Start of SELECTED EXTRACT

I was honored to be invited by Dr. Carmela Loiacono to participate in the exhibition “NEW HORIZONS – Authenticity, Resilience and Renewal “, held at Casa Cava in Matera, Italy, from March 21 to 27, 2026.
Curated by Carmela, the exhibition brought together international artists around a shared reflection on transformation, identity, and the idea of crossing thresholds between fragility and renewal.
What I particularly appreciated in Carmela’s approach is her ability to build a coherent dialogue between works. Her reading of each artist’s practice is both attentive and precise, allowing individual expressions to resonate within a broader narrative without losing their uniqueness. It is a rare quality to find a curator who listens as much as she interprets.
It was a meaningful experience to present my work in such a context, surrounded by artists from different parts of the world, each bringing their own language and sensibility. What stayed with me most was the quiet exchange between the works themselves, beyond geography, beyond words.

End of SELECTED EXTRACT
Start of PROVIDED RECORDS

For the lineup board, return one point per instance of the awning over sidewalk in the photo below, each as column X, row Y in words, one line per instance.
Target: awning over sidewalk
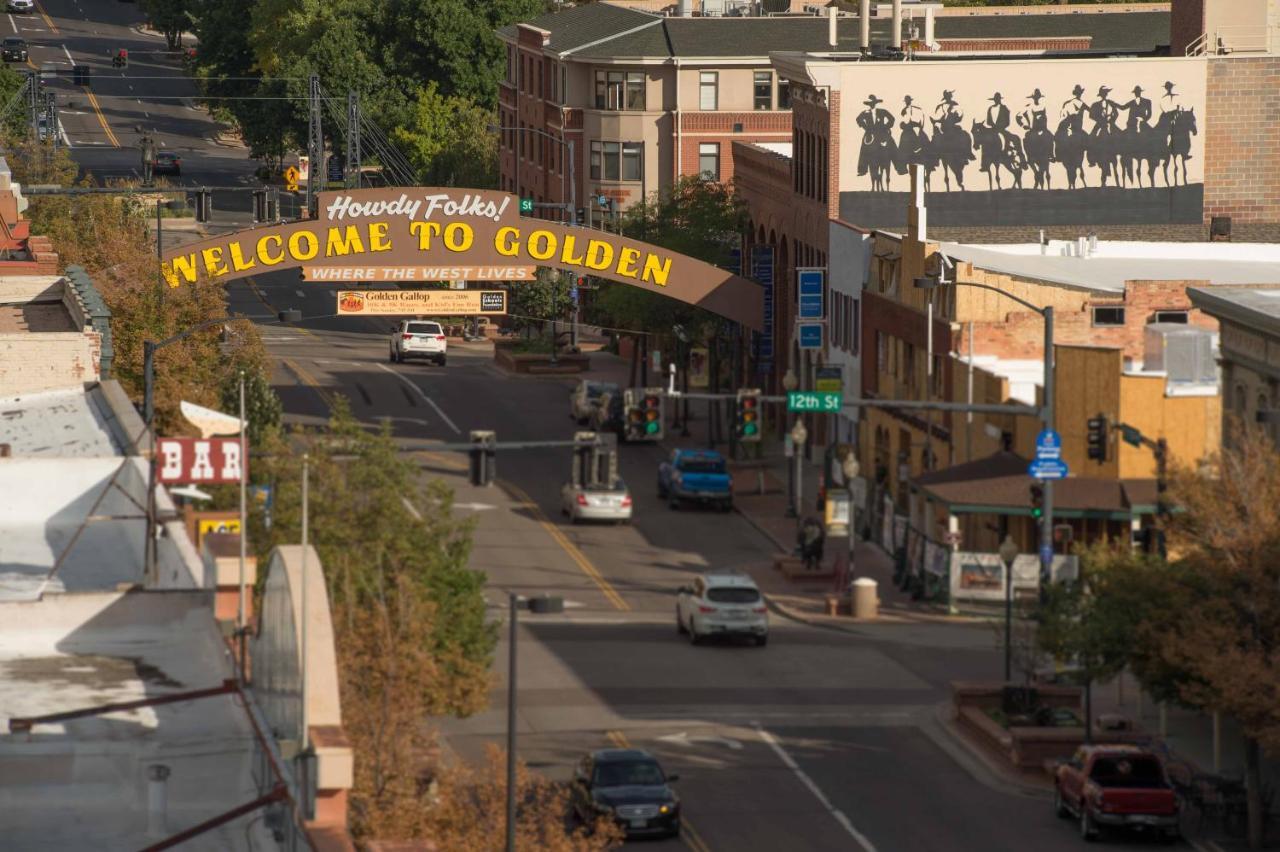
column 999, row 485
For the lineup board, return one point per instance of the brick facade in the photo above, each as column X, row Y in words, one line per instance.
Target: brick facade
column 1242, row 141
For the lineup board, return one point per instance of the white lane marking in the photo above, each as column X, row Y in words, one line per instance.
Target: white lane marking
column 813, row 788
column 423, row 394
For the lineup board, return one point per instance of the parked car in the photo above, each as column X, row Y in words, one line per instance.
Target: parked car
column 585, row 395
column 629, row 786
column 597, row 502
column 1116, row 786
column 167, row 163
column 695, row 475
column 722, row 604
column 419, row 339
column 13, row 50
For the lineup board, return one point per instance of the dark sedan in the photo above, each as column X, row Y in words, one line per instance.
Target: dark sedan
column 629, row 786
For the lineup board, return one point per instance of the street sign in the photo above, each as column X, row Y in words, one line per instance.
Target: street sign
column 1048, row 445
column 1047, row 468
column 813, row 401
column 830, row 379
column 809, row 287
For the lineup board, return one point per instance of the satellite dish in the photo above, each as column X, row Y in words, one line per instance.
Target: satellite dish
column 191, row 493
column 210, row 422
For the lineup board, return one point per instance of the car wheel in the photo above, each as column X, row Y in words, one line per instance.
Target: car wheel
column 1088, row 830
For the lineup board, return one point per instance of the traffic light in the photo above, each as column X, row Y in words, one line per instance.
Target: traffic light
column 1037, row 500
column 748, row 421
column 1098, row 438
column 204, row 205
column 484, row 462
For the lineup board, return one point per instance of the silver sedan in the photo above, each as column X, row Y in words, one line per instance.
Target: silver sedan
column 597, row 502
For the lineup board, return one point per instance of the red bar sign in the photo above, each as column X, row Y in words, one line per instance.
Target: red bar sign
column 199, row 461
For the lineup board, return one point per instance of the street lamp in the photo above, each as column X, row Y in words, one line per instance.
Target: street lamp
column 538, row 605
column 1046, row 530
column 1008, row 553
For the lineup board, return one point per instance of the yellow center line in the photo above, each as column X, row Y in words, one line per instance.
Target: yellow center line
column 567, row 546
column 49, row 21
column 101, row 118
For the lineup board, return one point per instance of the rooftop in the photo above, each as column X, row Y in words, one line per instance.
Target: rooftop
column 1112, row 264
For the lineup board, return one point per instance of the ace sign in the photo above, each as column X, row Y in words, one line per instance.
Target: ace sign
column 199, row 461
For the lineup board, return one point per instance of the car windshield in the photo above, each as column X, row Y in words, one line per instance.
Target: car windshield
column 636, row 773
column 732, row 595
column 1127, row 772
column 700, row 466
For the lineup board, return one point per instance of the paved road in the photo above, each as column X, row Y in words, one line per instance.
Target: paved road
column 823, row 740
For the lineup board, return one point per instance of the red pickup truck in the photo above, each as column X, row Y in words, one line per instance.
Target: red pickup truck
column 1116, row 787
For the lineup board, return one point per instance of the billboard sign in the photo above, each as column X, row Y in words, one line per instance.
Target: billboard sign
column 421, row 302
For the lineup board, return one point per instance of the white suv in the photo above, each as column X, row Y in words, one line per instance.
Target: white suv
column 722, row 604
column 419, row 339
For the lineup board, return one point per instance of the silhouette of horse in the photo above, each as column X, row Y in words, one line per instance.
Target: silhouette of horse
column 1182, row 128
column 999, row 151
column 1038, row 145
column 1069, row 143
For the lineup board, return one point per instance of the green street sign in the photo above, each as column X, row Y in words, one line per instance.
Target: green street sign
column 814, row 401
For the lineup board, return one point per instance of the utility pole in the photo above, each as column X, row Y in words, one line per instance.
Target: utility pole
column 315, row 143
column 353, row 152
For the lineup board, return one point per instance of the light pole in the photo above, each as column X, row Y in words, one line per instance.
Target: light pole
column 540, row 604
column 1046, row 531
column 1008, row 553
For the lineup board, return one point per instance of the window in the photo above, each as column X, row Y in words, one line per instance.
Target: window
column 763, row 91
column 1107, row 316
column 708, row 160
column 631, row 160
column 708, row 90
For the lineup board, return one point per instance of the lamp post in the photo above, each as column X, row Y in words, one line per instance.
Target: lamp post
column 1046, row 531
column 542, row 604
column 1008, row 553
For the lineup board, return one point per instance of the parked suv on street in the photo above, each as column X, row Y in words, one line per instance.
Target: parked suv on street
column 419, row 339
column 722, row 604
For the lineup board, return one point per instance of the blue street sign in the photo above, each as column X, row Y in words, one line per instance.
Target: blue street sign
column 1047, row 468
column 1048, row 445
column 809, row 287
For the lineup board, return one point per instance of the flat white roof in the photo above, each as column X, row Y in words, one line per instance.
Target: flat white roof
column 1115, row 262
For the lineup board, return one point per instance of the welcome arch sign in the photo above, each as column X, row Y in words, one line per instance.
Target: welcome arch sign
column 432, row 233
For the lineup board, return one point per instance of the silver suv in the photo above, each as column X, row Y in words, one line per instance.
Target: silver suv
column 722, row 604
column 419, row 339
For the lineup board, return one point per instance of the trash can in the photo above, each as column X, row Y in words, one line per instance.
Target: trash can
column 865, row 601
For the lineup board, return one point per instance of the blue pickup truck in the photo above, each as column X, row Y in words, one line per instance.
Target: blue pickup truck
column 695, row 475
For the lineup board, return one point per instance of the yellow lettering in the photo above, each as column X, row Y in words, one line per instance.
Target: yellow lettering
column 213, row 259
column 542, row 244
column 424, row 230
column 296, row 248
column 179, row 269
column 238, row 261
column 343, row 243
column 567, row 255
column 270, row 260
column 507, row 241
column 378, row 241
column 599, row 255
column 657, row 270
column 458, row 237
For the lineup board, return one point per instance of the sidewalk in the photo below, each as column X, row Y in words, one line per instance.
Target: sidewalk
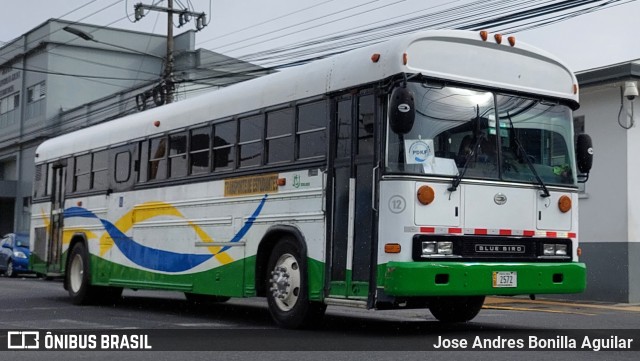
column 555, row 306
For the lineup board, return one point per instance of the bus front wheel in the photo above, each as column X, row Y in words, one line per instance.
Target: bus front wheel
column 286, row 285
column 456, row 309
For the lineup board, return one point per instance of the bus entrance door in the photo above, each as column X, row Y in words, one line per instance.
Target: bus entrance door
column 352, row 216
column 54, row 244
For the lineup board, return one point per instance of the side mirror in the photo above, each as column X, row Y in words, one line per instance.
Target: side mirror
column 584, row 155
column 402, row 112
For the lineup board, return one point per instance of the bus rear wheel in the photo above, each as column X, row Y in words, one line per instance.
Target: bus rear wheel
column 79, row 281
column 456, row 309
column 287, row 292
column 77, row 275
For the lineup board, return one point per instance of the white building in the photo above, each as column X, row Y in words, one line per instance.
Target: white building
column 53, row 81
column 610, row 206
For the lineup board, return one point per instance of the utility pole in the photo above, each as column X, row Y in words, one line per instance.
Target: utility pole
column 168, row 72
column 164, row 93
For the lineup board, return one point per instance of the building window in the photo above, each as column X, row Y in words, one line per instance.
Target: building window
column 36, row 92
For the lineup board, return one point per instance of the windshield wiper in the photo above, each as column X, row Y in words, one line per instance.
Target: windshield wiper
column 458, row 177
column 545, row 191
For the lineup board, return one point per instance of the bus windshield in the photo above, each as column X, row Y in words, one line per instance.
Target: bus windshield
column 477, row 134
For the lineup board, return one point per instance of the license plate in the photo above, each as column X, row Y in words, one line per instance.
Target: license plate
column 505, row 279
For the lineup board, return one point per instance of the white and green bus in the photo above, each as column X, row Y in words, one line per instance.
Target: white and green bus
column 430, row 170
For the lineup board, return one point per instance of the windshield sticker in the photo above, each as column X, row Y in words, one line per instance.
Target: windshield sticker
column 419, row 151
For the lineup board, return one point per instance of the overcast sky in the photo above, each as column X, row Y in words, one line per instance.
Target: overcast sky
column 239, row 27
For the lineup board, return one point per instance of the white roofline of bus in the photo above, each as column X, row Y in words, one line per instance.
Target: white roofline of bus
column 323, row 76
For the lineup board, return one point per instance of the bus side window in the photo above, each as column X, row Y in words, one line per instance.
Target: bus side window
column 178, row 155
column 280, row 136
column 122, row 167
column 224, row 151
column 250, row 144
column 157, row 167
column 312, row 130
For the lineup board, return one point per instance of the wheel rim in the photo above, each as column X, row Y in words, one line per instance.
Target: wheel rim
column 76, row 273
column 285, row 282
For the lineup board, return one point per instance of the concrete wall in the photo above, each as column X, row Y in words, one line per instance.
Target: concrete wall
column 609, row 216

End of PROVIDED RECORDS

- **PROBLEMS TO WORK ON**:
A. Condense the paragraph of the Matera exhibition text that begins "What I particularly appreciated" into a short bulleted list of its main points.
B. According to the Matera exhibition text, where and when was "NEW HORIZONS – Authenticity, Resilience and Renewal" held?
C. Carry on the Matera exhibition text from its final sentence.

- **RESPONSES IN ORDER**:
A.
- Carmela builds a coherent dialogue between the works.
- Her reading of each artist's practice is attentive and precise.
- Individual expressions resonate within a broader narrative while keeping their uniqueness.
- She is a rare curator who listens as much as she interprets.

B. It was held at Casa Cava in Matera, Italy, from March 21 to 27, 2026.

C.
Matera itself was something else.

I spent three days living within its ancient fabric, in a modest house embedded in the continuity of the city. Matera is not a place you simply visit, it is a place you inhabit, almost physically, almost emotionally. The houses, carved into stone, seem to emerge from the earth rather than stand upon it. They are not constructions in the conventional sense, but layers of time, shaped slowly by human presence and necessity.

There is a certain humility in this architecture. Nothing is excessive, nothing is imposed. Light enters gently, surfaces remain raw, and space follows the logic of terrain rather than design intention. You feel that the city was not planned, but revealed.


Walking through Matera is like moving inside a memory that is not entirely yours. Stone carries time differently there. It does not age, it absorbs. It holds traces of life, of silence, of continuity. Past and present do not oppose each other; they coexist.
The images I captured during my stay are not meant to document the city, but to respond to it.

In the wide panoramic views, the urban mass appears almost geological, as if shaped by erosion rather than construction. The distinction between landscape and architecture dissolves. The city becomes terrain.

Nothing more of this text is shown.